Convert the items, starting at their beginning and ending at the line containing "[(627, 524)]" (both ends included), into a JSON list of strings with one string per line and blank lines omitted. Leave the pictures out of the list.

= = = = =

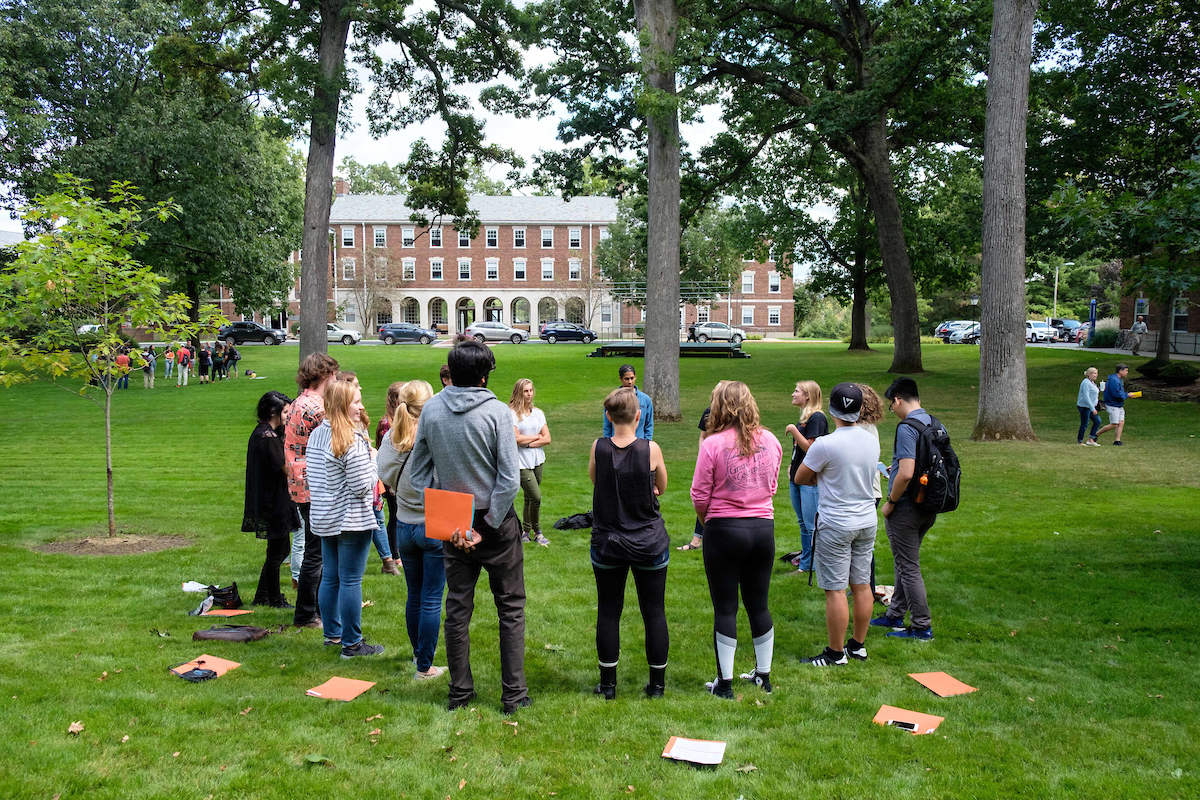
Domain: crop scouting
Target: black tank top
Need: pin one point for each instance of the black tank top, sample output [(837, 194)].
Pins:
[(627, 524)]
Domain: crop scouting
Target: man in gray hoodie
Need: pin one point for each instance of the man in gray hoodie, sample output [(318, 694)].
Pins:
[(466, 443)]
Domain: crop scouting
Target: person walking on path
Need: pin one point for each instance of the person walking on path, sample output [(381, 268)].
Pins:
[(269, 511), (316, 374), (533, 434), (646, 425), (1086, 402), (1115, 396), (736, 476), (843, 463), (466, 443), (906, 523), (341, 468), (423, 558), (629, 475)]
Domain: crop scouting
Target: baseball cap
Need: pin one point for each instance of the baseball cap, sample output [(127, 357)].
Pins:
[(846, 402)]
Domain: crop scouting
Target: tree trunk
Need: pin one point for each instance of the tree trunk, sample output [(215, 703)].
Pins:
[(874, 163), (1003, 400), (335, 28), (658, 22)]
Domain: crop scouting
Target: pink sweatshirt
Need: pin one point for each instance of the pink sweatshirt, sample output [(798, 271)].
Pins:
[(729, 485)]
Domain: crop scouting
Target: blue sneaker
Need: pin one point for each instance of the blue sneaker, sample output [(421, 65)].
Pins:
[(917, 633)]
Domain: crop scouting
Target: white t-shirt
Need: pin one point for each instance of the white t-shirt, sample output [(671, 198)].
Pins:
[(529, 426), (845, 465)]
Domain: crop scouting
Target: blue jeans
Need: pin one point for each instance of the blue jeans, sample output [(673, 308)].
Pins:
[(804, 504), (426, 576), (340, 595)]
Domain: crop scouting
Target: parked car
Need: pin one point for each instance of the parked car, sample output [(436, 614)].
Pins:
[(243, 332), (1039, 331), (497, 332), (705, 331), (343, 335), (394, 332), (567, 332)]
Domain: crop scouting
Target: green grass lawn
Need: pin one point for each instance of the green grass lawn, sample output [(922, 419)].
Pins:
[(1060, 589)]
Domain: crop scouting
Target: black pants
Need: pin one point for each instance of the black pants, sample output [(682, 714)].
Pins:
[(310, 573), (739, 554), (269, 578), (652, 587)]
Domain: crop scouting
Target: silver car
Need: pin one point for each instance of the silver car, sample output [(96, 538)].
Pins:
[(497, 332)]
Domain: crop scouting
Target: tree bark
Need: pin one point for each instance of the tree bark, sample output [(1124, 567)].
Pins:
[(335, 28), (658, 22), (1003, 389)]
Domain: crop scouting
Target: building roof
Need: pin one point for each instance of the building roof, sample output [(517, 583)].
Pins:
[(491, 209)]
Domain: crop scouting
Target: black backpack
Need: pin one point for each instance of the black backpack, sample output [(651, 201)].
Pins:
[(936, 479)]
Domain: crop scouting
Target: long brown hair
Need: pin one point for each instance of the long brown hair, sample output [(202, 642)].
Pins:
[(733, 407), (409, 402)]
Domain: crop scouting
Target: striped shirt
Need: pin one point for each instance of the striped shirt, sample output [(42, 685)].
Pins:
[(341, 489)]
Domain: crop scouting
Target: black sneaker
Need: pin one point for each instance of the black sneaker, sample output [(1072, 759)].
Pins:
[(761, 679), (361, 649), (828, 657)]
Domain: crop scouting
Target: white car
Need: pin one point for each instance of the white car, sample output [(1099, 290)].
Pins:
[(343, 335)]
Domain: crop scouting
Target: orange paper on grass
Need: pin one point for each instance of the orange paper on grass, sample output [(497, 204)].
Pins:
[(924, 722), (220, 666), (447, 512), (340, 689), (941, 684)]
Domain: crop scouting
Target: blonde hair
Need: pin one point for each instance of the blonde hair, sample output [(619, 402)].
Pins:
[(813, 391), (409, 402), (873, 407), (337, 410), (733, 407), (517, 401)]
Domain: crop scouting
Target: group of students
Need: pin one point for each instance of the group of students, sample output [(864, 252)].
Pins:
[(312, 469)]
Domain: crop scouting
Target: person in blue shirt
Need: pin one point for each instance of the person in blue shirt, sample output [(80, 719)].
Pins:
[(1114, 397), (646, 425)]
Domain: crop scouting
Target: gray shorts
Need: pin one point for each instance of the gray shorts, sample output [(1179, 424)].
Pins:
[(843, 558)]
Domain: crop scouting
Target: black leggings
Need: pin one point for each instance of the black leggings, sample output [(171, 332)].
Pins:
[(739, 554), (652, 587)]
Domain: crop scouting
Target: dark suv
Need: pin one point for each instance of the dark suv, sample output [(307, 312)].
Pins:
[(243, 332)]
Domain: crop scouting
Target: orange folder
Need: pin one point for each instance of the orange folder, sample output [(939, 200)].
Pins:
[(340, 689), (447, 512), (220, 666), (941, 684), (911, 721)]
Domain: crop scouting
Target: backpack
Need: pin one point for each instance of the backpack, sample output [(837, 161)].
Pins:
[(937, 476)]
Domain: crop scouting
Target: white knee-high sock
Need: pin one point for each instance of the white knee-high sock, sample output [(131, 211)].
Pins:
[(763, 648)]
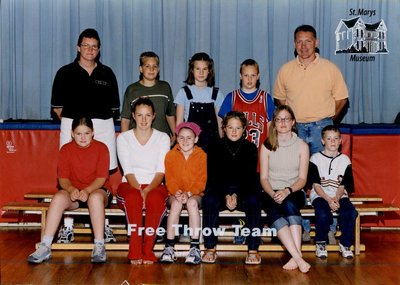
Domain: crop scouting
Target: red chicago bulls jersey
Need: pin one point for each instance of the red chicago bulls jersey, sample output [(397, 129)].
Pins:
[(255, 112)]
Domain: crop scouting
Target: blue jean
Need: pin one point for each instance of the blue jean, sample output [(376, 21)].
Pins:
[(323, 218), (311, 133)]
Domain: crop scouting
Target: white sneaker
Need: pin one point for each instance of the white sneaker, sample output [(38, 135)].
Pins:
[(194, 256), (320, 250), (108, 234), (41, 254), (168, 255), (99, 253), (331, 237), (345, 251), (306, 236)]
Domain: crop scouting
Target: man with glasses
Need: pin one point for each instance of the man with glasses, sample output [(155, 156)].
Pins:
[(316, 91), (87, 88)]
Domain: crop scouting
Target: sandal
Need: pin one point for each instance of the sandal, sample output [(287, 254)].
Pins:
[(253, 258), (209, 256), (136, 261)]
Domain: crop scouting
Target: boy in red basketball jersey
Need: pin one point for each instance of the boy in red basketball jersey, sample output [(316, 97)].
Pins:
[(254, 102)]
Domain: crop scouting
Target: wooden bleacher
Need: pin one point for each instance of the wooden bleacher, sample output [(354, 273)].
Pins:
[(366, 205)]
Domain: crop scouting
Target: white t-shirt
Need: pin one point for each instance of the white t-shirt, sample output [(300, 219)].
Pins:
[(144, 161)]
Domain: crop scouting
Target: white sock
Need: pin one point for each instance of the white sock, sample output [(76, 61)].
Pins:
[(47, 240), (69, 222), (99, 241)]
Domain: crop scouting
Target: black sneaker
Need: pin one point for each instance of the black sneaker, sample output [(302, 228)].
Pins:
[(194, 256)]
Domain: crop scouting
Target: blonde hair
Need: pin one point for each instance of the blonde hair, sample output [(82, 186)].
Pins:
[(271, 142)]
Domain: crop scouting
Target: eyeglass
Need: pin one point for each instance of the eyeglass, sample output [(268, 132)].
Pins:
[(87, 46), (278, 120)]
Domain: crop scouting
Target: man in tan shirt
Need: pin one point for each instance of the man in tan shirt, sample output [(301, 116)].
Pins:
[(312, 86)]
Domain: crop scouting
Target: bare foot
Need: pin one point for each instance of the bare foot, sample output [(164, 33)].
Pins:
[(210, 255), (290, 265), (303, 265), (136, 261)]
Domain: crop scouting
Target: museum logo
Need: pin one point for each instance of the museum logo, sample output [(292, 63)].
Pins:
[(361, 39)]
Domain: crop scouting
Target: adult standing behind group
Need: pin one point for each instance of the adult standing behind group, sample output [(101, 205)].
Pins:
[(315, 90), (312, 86), (158, 91), (87, 88)]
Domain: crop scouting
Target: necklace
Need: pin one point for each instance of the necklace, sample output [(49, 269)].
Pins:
[(233, 153)]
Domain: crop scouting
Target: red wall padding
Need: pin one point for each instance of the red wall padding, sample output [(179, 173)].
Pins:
[(376, 169), (28, 163)]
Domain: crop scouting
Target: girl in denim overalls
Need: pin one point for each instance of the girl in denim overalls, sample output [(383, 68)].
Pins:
[(199, 101)]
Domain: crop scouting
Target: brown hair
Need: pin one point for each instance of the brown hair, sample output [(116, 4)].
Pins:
[(271, 142)]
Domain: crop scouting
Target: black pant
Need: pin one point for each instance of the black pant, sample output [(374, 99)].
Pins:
[(249, 203)]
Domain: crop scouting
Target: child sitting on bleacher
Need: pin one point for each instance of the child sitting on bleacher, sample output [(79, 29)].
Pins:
[(332, 180), (186, 176), (83, 177)]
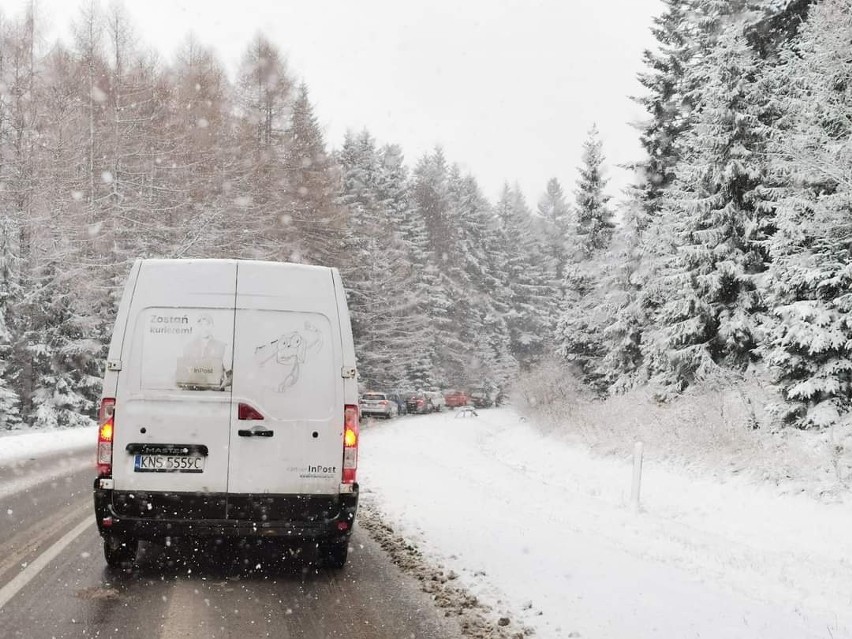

= = = = =

▶ [REPLY]
[
  "Domain: crop scouting",
  "Target: black tank top",
  "Need: pin one point for each instance of the black tank top, sample output [(837, 194)].",
  "Pins:",
  "[(627, 524)]"
]